**Brano proposto:**
Se l'analisi demoscopica dei movimenti ci consegna lo stupefacente risultato che su 100 elettori del centro-destra ben il 24 per cento è favorevole ai movimenti spontanei nati dall'elettorato del centro-sinistra questo, a mio parere, è da accreditarsi alla natura stessa dei movimenti. Essi si presentano ai cittadini come uno spazio aperto che può essere praticato da tutti, quando e come lo si vuole, e quindi anche da elettori del centro-destra scontenti o disillusi da alcuni provvedimenti del governo Berlusconi, senza che per questo essi debbano necessariamente impegnarsi con un partito d'opposizione. Con e attraverso i movimenti è possibile a tutti fare un'opposizione tematica, mirata, non generica e allo stesso tempo fluida. Sono movimenti che, pur essendo in servizio permanente effettivo, si mobilitano e si manifestano quando necessita un'opposizione, come dire, di pronto intervento.

In un'intervista rilasciata nel 1975, Leonardo Sciascia a Enzo Biagi che gli chiede cosa sia il nuovo fascismo risponde: Qualche cosa che comincia, che si manifesta, con la fine della giustizia. Attualmente, da noi mi pare che che non ci sia. Come è noto Sciascia è fortemente critico nei riguardi della giustizia, eppure nitidamente avverte come il fascismo sia possibile solo attaccando e spazzando via, cioè corrompendo, adattando, snaturando l'idea di giustizia. Da quell'intervista sono passati ventisette anni. Possiamo ancora serenamente rispondere: “Attualmente, da noi mi pare che non ci sia?” Personalmente, avrei qualche difficoltà. Non vedo all'orizzonte il pericolo di un “nuovo fascismo”, ma di un regime difficile da essere definito se si fa ricorso a termini consueti e abusati, ma che certamente vuole appropriarsi, come fece quello fascista, della giustizia e dell'informazione. E lo fa giocando soprattutto sull'arretratezza culturale degli italiani: oggi Berlusconi raccoglie i frutti di vent'anni di semina attraverso le sue televisioni alla quali si è ben presto accodata la Rai. Parlo delle televisioni perché gli italiani non leggono nemmeno i giornali o, se li leggono, si fermano solo ai titoli che spesso dicono tutt'altra cosa di quanto l'articolo in realtà dica. Quindi a reagire a questo stato di cose sono i moderati che una volta erano moderati in quanto acculturati e che oggi, proprio perché continuano ad essere acculturati, restano pur sempre dei moderati, ma dei moderati indignati. Moralmente indignati. Radicalmente indignati.

**Consegna:**
Traducete in inglese questa frase del brano sui movimenti: «Con e attraverso i movimenti è possibile a tutti fare un'opposizione tematica, mirata, non generica e allo stesso tempo fluida.» Per lo svolgimento basatevi soltanto sul brano.

Estratti di dati dei riquadri di delimitazione:
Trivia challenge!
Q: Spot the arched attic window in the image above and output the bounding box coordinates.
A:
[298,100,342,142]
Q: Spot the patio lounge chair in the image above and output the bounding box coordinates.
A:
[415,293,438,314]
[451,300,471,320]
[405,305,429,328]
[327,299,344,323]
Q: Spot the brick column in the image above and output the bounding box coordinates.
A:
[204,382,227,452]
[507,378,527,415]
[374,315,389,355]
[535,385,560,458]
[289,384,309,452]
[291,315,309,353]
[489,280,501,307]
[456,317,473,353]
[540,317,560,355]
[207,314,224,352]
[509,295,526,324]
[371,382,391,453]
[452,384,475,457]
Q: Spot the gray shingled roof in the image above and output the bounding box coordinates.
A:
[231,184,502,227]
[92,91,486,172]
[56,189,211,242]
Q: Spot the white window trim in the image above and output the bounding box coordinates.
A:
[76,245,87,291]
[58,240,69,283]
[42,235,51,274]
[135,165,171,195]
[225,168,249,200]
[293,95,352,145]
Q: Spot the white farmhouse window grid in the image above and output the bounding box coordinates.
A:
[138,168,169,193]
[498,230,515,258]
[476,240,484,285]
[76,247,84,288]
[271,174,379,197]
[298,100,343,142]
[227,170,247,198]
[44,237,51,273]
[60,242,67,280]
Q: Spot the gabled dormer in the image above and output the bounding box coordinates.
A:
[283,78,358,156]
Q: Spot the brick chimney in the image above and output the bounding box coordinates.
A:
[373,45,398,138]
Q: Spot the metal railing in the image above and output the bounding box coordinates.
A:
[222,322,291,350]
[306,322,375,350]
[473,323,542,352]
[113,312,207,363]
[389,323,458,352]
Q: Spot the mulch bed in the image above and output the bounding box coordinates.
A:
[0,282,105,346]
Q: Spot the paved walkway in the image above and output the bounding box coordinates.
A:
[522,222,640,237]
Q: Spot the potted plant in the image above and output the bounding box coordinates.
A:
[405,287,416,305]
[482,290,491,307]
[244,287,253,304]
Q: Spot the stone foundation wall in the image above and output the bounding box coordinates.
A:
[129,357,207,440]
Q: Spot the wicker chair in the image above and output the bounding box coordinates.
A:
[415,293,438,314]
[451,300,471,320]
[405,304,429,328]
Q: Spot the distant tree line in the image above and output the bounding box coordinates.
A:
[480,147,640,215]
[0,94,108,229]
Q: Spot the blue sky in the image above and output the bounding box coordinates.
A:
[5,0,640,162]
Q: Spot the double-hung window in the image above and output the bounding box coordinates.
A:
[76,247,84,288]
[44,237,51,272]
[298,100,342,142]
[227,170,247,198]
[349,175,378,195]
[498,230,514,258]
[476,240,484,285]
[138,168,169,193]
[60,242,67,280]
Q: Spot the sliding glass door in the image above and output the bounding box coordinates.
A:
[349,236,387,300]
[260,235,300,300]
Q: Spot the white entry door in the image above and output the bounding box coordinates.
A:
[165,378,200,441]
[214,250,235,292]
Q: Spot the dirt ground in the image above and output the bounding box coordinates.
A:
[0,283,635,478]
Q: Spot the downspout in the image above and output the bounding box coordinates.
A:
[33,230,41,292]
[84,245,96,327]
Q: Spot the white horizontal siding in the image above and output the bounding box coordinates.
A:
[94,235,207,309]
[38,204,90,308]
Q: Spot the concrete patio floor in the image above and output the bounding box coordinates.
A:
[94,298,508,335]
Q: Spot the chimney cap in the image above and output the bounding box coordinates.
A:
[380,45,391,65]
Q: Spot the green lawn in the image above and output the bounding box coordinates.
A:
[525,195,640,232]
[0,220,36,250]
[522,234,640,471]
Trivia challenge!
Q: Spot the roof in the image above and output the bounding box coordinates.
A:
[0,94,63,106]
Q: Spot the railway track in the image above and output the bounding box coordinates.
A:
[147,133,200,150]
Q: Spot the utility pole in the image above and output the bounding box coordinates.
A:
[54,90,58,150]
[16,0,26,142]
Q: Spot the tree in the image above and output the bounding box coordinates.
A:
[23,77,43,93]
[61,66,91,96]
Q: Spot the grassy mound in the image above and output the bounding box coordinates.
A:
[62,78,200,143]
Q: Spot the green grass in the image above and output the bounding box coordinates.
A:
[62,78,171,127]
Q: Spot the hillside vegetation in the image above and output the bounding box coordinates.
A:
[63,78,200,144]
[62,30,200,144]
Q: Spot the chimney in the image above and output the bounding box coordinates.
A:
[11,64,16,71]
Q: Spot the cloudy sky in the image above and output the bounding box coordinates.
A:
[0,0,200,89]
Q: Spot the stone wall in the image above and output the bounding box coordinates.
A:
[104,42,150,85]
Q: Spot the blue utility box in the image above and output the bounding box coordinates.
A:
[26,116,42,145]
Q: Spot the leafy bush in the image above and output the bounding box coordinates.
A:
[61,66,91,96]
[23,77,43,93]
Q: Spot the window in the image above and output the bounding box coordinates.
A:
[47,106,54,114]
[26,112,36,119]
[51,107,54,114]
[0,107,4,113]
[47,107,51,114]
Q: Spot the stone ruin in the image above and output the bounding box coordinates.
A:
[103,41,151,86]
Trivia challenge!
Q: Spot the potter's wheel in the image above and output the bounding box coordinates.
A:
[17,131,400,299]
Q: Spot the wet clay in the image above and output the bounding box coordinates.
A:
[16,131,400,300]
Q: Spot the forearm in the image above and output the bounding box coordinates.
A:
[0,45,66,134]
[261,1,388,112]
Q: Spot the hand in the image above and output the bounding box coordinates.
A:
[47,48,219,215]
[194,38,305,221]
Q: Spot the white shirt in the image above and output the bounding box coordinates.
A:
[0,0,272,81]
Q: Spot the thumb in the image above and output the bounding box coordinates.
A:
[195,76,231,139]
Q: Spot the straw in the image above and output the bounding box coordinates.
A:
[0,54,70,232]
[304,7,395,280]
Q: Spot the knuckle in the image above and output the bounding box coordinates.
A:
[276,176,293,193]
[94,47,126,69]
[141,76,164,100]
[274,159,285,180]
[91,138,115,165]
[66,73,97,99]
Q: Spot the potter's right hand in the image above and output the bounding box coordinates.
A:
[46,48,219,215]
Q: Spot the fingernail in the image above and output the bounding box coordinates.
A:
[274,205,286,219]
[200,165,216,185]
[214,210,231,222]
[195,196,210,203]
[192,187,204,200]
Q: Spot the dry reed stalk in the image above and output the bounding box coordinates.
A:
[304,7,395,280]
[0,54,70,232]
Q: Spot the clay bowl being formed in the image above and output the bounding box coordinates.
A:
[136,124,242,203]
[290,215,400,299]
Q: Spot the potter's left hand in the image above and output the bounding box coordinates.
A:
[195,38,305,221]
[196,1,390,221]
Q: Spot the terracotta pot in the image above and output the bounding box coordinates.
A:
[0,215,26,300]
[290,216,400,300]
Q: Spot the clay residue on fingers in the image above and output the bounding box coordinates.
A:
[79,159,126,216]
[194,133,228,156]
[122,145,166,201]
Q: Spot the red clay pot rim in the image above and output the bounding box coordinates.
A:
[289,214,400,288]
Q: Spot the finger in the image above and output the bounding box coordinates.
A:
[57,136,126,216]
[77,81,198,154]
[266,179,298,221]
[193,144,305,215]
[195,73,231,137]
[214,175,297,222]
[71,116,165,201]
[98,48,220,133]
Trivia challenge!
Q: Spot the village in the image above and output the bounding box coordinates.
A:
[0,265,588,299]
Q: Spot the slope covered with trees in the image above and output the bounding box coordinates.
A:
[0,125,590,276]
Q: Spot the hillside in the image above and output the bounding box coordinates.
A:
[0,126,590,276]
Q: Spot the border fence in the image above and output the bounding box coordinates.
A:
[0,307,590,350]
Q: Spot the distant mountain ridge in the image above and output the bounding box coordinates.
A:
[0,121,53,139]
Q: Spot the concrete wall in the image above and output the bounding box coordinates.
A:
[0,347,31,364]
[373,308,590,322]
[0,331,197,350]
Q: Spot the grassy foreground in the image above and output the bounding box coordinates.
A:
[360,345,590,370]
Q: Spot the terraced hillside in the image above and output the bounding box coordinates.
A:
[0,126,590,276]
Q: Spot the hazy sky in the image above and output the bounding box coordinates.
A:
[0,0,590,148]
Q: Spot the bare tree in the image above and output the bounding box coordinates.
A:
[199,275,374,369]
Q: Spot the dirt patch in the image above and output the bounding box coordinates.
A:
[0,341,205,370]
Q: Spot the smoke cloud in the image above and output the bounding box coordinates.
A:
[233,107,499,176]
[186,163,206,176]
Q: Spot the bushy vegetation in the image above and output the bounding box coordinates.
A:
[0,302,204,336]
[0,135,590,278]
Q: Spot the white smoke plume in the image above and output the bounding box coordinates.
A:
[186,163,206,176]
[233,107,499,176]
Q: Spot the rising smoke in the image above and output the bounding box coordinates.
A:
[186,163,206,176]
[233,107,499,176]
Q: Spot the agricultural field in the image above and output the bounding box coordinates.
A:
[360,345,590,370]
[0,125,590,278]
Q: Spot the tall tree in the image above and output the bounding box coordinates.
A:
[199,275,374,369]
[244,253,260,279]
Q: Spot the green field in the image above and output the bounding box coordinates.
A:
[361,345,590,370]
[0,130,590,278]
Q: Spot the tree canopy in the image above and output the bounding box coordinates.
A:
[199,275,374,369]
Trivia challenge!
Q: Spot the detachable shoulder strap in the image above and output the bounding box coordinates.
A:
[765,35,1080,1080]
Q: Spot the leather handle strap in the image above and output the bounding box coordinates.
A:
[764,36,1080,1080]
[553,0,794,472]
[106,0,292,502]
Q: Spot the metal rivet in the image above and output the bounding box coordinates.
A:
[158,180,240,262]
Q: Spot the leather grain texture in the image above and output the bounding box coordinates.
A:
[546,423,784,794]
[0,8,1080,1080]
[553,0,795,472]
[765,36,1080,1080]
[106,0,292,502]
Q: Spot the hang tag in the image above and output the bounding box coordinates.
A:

**Soluzione:**
With and through the movements, everyone can carry out an opposition that is thematic, targeted, not generic, and at the same time fluid.